*** Given entries Section Begins ***
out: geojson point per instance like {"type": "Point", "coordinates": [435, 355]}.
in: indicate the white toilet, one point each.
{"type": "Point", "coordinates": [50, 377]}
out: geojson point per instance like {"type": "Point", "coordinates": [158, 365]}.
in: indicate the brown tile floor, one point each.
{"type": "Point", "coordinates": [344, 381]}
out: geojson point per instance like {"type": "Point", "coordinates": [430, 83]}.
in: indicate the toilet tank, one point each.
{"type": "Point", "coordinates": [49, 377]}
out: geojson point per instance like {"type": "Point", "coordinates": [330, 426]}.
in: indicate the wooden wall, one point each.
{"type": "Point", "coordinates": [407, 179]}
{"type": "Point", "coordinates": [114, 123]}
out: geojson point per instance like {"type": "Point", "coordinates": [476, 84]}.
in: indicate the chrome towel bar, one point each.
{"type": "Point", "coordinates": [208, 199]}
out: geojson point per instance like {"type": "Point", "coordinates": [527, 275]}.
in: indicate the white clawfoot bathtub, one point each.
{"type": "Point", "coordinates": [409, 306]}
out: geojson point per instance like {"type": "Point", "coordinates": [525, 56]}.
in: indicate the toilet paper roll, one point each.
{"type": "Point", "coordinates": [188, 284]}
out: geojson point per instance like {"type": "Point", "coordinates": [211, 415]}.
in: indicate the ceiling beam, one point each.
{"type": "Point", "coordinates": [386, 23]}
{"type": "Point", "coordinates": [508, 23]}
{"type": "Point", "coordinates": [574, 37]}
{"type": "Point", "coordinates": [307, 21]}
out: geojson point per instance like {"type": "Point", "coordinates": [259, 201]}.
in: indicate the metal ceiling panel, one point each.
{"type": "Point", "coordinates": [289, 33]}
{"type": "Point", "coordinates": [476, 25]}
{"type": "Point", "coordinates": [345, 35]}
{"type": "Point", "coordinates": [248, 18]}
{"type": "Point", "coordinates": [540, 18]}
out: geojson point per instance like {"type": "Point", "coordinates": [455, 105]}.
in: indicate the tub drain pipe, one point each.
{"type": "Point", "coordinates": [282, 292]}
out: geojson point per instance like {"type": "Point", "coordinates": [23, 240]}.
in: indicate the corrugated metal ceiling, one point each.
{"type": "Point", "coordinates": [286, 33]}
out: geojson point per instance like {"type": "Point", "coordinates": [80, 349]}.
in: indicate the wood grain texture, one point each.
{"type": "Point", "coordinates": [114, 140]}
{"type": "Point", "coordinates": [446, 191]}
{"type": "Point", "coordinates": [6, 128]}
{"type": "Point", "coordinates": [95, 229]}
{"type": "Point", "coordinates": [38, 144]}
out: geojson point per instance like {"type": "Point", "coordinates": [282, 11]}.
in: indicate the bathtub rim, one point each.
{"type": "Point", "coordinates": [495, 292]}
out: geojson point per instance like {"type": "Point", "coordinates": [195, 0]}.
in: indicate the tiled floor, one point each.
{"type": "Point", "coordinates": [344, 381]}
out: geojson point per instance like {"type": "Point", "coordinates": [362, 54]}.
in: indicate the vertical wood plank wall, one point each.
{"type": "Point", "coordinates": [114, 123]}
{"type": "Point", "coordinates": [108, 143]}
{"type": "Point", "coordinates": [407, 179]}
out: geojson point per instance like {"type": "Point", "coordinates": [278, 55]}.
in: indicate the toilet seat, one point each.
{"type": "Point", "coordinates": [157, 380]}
*** Given entries Section Ends ***
*** Given entries Section Begins ***
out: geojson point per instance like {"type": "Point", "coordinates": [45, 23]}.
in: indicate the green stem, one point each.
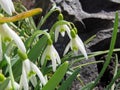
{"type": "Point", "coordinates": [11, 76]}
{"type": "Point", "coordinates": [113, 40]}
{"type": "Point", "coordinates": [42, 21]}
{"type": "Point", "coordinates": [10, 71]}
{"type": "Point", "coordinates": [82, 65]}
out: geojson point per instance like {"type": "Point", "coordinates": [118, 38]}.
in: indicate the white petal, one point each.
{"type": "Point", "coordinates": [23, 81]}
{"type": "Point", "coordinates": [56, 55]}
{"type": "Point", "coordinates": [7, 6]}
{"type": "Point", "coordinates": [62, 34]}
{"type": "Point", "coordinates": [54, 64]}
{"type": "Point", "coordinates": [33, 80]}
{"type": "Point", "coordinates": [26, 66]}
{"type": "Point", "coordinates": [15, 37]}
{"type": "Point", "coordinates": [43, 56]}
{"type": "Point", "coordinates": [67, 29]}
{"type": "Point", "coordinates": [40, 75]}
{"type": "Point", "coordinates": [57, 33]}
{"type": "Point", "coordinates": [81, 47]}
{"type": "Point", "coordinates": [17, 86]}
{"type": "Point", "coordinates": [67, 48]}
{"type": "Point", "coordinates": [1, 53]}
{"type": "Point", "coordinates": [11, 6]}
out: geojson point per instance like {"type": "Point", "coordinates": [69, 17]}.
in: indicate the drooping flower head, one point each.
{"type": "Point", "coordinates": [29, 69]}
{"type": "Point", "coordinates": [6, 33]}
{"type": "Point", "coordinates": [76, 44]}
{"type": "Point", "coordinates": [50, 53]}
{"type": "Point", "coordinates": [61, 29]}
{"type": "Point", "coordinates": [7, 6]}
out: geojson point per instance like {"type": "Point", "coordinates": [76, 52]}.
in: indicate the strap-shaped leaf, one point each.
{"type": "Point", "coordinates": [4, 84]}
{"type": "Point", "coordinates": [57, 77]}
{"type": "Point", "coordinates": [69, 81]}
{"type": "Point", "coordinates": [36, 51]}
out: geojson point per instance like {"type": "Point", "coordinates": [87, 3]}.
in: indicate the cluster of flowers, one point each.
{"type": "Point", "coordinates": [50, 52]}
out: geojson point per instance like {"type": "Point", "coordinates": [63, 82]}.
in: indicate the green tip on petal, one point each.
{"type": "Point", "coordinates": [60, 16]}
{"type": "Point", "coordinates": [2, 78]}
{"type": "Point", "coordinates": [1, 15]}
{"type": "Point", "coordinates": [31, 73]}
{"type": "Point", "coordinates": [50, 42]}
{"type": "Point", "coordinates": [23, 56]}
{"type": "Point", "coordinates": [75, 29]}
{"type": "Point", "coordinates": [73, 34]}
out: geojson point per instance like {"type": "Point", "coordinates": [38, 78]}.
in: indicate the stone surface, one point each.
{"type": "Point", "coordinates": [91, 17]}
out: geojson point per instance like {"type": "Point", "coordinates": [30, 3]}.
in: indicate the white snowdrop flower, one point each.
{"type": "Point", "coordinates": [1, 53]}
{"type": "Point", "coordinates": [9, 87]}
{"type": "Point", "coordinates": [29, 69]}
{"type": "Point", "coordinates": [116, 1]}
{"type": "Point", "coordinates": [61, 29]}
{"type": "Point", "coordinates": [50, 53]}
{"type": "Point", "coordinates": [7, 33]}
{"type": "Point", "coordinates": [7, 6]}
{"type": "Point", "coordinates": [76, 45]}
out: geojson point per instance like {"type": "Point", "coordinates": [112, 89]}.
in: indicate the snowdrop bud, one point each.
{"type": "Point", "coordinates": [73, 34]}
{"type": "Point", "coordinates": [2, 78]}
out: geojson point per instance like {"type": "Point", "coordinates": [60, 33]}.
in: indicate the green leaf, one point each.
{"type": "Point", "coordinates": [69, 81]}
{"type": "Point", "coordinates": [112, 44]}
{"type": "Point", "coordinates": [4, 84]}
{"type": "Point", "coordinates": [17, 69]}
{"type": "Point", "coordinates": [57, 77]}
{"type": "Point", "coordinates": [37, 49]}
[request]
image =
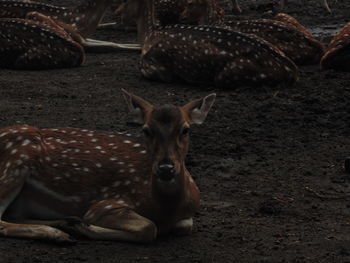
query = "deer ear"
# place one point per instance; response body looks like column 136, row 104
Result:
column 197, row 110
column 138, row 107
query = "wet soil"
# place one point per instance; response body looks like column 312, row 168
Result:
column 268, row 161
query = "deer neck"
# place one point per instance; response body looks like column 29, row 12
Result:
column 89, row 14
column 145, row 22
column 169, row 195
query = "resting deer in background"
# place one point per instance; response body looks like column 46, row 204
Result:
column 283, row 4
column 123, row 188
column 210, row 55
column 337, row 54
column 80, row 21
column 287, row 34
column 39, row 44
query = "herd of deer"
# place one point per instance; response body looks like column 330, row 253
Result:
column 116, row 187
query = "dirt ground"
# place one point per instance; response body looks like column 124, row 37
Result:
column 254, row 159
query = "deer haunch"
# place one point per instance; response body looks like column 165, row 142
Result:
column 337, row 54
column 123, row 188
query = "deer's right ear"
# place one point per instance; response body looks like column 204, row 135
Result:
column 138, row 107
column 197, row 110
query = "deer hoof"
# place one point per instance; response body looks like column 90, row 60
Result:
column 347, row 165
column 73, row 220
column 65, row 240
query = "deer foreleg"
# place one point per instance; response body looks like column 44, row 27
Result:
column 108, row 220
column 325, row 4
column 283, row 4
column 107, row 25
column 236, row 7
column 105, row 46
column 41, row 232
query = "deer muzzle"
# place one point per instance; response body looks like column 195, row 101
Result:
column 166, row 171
*** Given entries Section Ends ***
● **Work to complete**
Give only the count of lines in the listing that contain the string "deer".

● **Result of the task**
9